TUJUAN: Ubah paragraf yang diawali "Landasan psikologis merupakan landasan" dalam teks tentang landasan bimbingan dan konseling di bawah menjadi daftar berpoin yang lebih ringkas, tanpa menghilangkan fakta utamanya.

TEKS HASIL EKSTRAKSI:

Dengan memahami hakikat manusia tersebut maka setiap upaya bimbingan dan konseling diharapkan tidak menyimpang dari hakikat tentang manusia itu sendiri. Seorang konselor dalam berinteraksi dengan kliennya harus mampu melihat dan memperlakukan kliennya sebagai sosok utuh manusia dengan berbagai dimensinya.
2. Landasan Psikologis
Landasan psikologis merupakan landasan yang dapat memberikan pemahaman bagi konselor tentang perilaku individu yang menjadi sasaran layanan (klien). Untuk kepentingan bimbingan dan konseling, beberapa kajian psikologi yang perlu dikuasai oleh konselor adalah tentang : (a) motif dan motivasi; (b) pembawaan dan lingkungan, (c) perkembangan individu; (d) belajar; dan (e) kepribadian.
a. Motif dan Motivasi
Motif dan motivasi berkenaan dengan dorongan yang menggerakkan seseorang berperilaku baik motif primer yaitu motif yang didasari oleh kebutuhan asli yang dimiliki oleh individu semenjak dia lahir, seperti : rasa lapar, bernafas dan sejenisnya maupun motif sekunder yang terbentuk dari hasil belajar, seperti rekreasi, memperoleh pengetahuan atau keterampilan tertentu dan sejenisnya. Selanjutnya motif-motif tersebut tersebut diaktifkan dan digerakkan,– baik dari dalam diri individu (motivasi intrinsik) maupun dari luar individu (motivasi ekstrinsik)–, menjadi bentuk perilaku instrumental atau aktivitas tertentu yang mengarah pada suatu tujuan.

Entri penunjuk objek bernama
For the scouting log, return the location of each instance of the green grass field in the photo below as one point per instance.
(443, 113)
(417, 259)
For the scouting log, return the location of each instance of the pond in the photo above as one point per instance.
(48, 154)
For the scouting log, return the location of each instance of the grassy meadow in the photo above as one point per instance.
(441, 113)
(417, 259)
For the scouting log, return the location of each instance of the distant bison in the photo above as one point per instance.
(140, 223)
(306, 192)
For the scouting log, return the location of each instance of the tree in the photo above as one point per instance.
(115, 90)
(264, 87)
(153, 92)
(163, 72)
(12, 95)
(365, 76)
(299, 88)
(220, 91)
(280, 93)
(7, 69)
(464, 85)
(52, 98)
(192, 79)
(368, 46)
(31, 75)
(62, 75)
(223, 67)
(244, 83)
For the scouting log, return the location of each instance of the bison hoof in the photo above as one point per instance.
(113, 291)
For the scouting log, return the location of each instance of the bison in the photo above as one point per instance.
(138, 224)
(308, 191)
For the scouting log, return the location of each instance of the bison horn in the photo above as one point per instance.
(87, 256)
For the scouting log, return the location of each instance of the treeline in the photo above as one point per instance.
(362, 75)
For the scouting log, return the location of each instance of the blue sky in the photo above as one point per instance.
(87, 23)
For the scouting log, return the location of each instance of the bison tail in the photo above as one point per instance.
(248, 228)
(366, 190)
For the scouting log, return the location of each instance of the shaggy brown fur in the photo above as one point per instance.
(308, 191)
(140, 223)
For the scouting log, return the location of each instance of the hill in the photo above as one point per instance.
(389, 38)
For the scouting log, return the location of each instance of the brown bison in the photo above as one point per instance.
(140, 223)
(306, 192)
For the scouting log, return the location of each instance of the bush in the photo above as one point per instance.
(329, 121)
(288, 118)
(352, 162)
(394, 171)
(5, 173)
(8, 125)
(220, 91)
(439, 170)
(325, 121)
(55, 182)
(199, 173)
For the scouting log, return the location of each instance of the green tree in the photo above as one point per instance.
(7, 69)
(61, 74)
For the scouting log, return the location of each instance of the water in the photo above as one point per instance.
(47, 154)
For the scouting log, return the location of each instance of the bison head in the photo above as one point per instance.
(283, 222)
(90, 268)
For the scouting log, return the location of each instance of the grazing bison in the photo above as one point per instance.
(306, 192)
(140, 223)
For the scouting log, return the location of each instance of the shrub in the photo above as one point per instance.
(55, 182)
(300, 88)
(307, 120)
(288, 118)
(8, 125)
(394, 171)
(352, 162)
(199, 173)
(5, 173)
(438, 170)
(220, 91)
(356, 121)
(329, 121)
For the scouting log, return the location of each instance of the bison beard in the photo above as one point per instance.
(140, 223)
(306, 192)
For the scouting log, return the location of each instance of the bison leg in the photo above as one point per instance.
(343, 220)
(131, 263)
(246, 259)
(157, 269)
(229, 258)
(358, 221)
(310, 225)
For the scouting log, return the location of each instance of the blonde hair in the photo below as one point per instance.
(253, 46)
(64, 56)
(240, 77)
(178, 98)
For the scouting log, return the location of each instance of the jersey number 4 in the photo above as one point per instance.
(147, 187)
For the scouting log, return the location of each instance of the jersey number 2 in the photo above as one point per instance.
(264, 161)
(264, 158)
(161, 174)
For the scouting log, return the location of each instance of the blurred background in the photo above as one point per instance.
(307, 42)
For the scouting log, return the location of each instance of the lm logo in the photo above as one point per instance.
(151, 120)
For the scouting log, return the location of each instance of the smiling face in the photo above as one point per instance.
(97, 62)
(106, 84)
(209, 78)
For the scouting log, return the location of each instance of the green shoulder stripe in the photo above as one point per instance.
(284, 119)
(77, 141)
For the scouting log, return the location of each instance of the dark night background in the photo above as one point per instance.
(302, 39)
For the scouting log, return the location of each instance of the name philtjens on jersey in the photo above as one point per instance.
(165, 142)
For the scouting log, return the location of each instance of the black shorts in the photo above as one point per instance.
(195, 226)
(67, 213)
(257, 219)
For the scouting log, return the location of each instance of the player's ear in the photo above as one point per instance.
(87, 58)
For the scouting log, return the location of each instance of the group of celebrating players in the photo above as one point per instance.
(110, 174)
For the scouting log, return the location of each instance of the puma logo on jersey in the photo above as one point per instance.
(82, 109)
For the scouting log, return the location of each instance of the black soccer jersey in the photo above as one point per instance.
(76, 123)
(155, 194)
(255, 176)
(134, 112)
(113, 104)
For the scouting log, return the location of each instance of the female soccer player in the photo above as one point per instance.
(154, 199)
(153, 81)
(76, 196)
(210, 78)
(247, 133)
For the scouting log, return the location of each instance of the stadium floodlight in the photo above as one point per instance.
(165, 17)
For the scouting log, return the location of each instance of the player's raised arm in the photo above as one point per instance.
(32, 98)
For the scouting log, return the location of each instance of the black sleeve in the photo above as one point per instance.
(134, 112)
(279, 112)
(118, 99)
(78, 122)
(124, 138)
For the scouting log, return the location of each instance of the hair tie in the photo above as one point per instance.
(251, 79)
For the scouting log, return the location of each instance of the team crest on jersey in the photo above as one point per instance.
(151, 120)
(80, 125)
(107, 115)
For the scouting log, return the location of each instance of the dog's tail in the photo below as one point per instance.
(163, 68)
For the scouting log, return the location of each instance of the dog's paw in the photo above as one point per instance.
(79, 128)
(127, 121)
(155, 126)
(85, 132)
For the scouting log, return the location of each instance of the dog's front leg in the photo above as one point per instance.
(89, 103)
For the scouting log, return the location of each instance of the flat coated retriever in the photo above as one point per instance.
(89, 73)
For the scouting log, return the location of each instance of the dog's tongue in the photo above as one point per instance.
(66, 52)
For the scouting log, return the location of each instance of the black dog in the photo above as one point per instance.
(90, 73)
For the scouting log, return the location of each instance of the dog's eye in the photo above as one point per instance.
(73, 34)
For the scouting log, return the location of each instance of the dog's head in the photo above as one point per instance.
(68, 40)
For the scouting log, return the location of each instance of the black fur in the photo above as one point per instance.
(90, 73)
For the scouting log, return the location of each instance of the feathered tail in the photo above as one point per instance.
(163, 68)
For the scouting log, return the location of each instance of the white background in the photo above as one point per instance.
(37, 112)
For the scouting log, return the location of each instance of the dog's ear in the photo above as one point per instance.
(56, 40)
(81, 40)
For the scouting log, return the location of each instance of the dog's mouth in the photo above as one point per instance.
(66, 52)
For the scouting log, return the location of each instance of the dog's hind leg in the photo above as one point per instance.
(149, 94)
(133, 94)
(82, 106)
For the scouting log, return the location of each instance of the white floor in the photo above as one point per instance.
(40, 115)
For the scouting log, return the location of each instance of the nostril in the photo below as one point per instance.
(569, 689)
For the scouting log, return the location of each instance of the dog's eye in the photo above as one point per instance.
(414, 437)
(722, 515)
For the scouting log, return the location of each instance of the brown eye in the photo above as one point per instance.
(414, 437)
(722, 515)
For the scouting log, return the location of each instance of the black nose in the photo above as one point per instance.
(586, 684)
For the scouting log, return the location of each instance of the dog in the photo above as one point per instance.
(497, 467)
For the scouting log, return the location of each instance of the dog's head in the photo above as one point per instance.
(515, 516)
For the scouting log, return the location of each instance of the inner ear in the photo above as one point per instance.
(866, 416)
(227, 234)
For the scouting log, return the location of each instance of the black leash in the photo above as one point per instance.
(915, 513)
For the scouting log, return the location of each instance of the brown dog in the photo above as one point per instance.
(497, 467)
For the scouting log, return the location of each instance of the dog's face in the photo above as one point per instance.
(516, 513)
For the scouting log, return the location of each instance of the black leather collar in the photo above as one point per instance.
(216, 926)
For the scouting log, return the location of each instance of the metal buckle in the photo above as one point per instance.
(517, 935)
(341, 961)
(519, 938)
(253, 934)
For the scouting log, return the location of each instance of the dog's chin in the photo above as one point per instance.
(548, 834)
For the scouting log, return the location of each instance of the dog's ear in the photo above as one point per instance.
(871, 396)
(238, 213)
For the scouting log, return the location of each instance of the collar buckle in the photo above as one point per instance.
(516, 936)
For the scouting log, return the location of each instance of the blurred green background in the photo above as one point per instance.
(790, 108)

JAWABAN LATIHAN:
- Landasan psikologis membantu konselor memahami perilaku individu yang menjadi sasaran layanan (klien).
- Kajian psikologi yang perlu dikuasai konselor untuk bimbingan dan konseling:
  - motif dan motivasi
  - pembawaan dan lingkungan
  - perkembangan individu
  - belajar
  - kepribadian